§ **Task brief**
Which lines run from the line containing "pixel 53 50" through the end of the records below? Reproduce them exactly, and nothing else.

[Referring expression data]
<<<<
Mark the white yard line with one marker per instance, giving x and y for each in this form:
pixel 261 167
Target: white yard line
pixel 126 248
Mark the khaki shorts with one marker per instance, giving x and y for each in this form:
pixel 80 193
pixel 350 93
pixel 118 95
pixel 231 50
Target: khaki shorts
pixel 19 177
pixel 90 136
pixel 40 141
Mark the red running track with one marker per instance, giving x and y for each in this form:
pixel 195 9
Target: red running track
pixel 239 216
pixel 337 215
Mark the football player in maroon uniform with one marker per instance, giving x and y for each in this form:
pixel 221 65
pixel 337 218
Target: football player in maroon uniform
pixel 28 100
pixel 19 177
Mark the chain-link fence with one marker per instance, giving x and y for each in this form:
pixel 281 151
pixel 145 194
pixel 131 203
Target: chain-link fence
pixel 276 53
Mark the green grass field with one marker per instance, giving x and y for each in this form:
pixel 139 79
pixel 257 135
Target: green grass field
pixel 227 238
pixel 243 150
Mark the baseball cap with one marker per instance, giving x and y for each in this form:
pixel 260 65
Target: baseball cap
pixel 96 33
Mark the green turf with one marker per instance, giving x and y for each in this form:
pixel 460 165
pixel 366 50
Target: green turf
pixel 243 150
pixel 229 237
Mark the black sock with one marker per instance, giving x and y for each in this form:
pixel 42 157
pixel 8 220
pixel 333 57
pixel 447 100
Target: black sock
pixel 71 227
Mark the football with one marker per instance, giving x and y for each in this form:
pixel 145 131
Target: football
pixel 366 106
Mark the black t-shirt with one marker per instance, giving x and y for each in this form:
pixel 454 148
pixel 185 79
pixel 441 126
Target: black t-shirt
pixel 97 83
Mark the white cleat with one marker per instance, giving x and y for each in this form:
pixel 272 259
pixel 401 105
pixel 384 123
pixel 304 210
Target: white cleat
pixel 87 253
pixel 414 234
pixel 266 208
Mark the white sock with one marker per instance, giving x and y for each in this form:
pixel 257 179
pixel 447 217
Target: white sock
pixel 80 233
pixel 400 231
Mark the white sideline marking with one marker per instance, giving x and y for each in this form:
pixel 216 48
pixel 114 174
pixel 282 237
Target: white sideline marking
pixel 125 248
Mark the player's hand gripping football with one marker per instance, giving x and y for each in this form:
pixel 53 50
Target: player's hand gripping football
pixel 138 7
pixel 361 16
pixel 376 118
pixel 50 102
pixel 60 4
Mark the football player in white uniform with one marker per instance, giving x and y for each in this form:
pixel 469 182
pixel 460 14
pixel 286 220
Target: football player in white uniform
>>>>
§ **Exercise answer**
pixel 53 50
Target: player's hand gripping football
pixel 138 7
pixel 361 16
pixel 376 118
pixel 50 102
pixel 60 4
Mark the football player in white uniform with one marker per instance, giving x and y for each in this form:
pixel 469 182
pixel 460 14
pixel 286 220
Target: football player in white uniform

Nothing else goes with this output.